Write out every entry exactly as it appears.

▸ **Data extract**:
======

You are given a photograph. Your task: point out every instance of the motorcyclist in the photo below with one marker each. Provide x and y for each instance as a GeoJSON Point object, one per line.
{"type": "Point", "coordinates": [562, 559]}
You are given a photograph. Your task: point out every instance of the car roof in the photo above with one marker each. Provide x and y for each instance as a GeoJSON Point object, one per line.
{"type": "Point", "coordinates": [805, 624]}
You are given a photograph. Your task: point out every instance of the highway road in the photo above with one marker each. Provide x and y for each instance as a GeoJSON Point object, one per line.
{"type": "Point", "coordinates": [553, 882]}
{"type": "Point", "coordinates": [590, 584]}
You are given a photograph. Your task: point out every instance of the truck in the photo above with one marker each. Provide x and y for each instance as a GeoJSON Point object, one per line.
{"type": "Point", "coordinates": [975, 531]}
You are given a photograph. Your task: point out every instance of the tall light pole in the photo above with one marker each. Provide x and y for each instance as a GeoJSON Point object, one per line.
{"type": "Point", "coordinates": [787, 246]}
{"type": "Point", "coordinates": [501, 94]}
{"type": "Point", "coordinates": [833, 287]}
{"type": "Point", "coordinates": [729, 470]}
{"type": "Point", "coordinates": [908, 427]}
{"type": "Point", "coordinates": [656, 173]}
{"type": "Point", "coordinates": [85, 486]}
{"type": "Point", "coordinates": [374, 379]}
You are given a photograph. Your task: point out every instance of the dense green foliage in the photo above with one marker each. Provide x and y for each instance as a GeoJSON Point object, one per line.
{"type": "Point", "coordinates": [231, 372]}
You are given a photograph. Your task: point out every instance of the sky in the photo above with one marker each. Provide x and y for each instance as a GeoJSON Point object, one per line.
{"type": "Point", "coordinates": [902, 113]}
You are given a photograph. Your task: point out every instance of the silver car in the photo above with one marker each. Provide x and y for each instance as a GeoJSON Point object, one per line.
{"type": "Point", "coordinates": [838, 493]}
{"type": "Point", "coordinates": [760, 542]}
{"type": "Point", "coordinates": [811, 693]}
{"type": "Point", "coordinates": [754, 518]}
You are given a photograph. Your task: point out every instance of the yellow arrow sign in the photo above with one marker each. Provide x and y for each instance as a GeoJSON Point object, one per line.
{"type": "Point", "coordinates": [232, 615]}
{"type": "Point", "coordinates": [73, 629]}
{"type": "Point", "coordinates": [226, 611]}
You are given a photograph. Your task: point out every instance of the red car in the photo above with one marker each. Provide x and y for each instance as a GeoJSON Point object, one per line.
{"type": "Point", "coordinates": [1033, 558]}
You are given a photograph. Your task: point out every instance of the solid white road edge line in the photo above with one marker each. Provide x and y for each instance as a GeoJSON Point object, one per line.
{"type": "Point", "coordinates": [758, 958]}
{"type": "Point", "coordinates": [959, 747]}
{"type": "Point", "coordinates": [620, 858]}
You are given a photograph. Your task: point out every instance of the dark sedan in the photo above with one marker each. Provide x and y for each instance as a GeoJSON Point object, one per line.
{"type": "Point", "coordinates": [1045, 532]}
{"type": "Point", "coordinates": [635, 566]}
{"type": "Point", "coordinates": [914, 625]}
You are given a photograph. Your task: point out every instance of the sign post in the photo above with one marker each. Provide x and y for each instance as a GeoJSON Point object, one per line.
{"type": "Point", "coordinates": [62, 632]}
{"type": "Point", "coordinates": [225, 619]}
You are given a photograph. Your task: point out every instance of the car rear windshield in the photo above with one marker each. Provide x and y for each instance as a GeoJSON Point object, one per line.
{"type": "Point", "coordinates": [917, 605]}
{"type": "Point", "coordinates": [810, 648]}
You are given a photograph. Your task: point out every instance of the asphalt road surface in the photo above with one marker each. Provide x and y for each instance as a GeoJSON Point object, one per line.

======

▸ **Task response**:
You are given a photograph. Your task: point out every instance of the motorcyclist in the photo below with one marker each. Provide x and y for each instance as a GeoJSON Point object, one per line.
{"type": "Point", "coordinates": [562, 559]}
You are given a photograph. Your task: point out every instance of the car roof in the photo above with one marker each. Provide x and y for each instance as a GeoJSON Point object, one per line.
{"type": "Point", "coordinates": [805, 624]}
You are given a photograph. Your task: point out every instance of the highway road in the photo above with one marker each. Provide x and y for each instance as a GeoJSON Point object, one per line.
{"type": "Point", "coordinates": [553, 882]}
{"type": "Point", "coordinates": [590, 584]}
You are given a photograph. Your task: point out every instance of the truck in the photo above with one marker each. Provide x and y for each instance as a GeoJSON Point object, one per line.
{"type": "Point", "coordinates": [975, 531]}
You are given a photograph. Your task: point out every instance of the tall light pole in the photo above with one marker each. Provide x and y for each instance as a GeoJSON Point object, one per line.
{"type": "Point", "coordinates": [787, 246]}
{"type": "Point", "coordinates": [501, 94]}
{"type": "Point", "coordinates": [833, 287]}
{"type": "Point", "coordinates": [729, 470]}
{"type": "Point", "coordinates": [908, 427]}
{"type": "Point", "coordinates": [656, 173]}
{"type": "Point", "coordinates": [85, 486]}
{"type": "Point", "coordinates": [374, 379]}
You are given a photograph. Your task: point out every instance of the dense green foliage in the photo above with one marker each. Provide x and y for each instance as a GeoJSON Point object, one per line.
{"type": "Point", "coordinates": [231, 372]}
You are given a photograph. Your task: point out every instance of the sky in the photo above with one marker each. Provide x and y for each instance as a GeoJSON Point object, one per line.
{"type": "Point", "coordinates": [902, 113]}
You are given a photograph. Your task: point out every instance of the silver car in the photo above with one marker each. Provide x and y for each instance as a GeoJSON Point object, one per line.
{"type": "Point", "coordinates": [838, 493]}
{"type": "Point", "coordinates": [760, 542]}
{"type": "Point", "coordinates": [811, 693]}
{"type": "Point", "coordinates": [754, 518]}
You are given a photograph. Your task: point out every instance of the yellow arrow sign in the photo above with one marker each. Provide x and y for each instance as a GeoJSON Point object, one per line.
{"type": "Point", "coordinates": [232, 615]}
{"type": "Point", "coordinates": [73, 629]}
{"type": "Point", "coordinates": [226, 611]}
You are given a photograph. Your task: point out every instance of the red car in the photo above with one marker each. Provide x and y for each instance as a GeoJSON Point object, one per line.
{"type": "Point", "coordinates": [1033, 558]}
You are given a photograph. Your task: point out every instance of the solid white road edge line in the photo above with one marker each. Provide x and y for each instance as a GeoJSON Point object, one per line.
{"type": "Point", "coordinates": [758, 958]}
{"type": "Point", "coordinates": [959, 747]}
{"type": "Point", "coordinates": [620, 858]}
You are given a photograph. Your task: point out every instance of the dark sedan in the photo above with one marker each. Provide x and y for each instance as a GeoJSON Point object, one per line.
{"type": "Point", "coordinates": [1045, 532]}
{"type": "Point", "coordinates": [635, 566]}
{"type": "Point", "coordinates": [914, 625]}
You are given a photograph. Your task: point out every instance of the sign post in the photo above with one marker each. Provide x and y for each instance as a GeoJSON Point object, one per line.
{"type": "Point", "coordinates": [62, 632]}
{"type": "Point", "coordinates": [225, 619]}
You are given a photograph. Your task: point out every instance of the car rear windshield in the photo above with one marker each. Provide x and y for each instance as a GeoJSON Point object, one per line.
{"type": "Point", "coordinates": [917, 605]}
{"type": "Point", "coordinates": [810, 648]}
You are given a photograph. Your task: point out every instance of the asphalt road surface in the photo above with one marker each. Provide x and y for each instance as a GeoJSON Point object, one per line.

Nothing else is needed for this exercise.